** start **

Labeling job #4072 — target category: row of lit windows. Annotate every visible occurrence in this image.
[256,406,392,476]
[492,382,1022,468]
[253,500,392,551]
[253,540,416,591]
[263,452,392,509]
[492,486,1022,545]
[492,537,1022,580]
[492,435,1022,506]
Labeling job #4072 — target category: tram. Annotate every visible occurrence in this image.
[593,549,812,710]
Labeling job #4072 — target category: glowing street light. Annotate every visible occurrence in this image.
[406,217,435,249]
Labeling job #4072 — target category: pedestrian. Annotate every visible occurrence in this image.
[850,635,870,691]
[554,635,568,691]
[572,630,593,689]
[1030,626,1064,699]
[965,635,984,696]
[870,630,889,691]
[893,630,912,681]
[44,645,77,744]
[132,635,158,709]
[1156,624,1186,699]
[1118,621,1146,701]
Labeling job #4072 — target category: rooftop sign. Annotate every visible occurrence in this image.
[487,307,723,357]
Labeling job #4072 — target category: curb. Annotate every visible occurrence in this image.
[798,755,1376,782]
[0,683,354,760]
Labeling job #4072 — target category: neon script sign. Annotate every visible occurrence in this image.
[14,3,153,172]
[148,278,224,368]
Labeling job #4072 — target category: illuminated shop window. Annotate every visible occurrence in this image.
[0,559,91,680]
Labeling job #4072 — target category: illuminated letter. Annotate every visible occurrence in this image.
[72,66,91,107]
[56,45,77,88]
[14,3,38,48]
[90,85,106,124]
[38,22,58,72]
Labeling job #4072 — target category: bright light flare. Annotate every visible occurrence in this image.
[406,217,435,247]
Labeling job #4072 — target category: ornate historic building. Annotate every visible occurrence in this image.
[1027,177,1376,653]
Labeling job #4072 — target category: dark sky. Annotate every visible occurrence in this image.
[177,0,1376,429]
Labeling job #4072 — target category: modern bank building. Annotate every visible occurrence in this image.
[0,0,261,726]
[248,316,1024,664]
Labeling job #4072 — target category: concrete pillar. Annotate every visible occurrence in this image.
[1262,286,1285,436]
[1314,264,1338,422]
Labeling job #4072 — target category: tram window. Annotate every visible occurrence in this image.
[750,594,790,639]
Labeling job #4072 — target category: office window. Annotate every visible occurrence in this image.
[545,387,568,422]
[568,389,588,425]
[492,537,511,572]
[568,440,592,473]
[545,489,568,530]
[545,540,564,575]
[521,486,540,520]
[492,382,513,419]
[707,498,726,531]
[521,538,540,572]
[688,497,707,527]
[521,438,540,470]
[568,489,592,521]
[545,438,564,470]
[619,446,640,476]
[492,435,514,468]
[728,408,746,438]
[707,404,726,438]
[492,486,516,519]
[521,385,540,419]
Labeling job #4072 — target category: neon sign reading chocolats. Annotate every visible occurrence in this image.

** end **

*PROBLEM TO SOLVE:* Show every line above that contains the string "building", matching case exactly.

*ANSWER FOR THE TASK:*
Labeling job #4072 — target category: ornate historic building. Annotate every visible occurrence in this image.
Labeling job #4072 — target category: modern bank building. Annotate every visible occurrence in this image.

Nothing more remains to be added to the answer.